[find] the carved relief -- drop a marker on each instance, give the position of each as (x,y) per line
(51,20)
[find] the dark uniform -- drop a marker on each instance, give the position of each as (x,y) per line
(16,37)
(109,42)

- _Written task_: Please copy out the entries word for word, beginning with the line that contains "[find] the dark" and ending with the last line of the entries.

- _Expected output_:
[find] the dark uniform -- drop a marker on each instance, give the position of each as (x,y) per line
(16,37)
(109,42)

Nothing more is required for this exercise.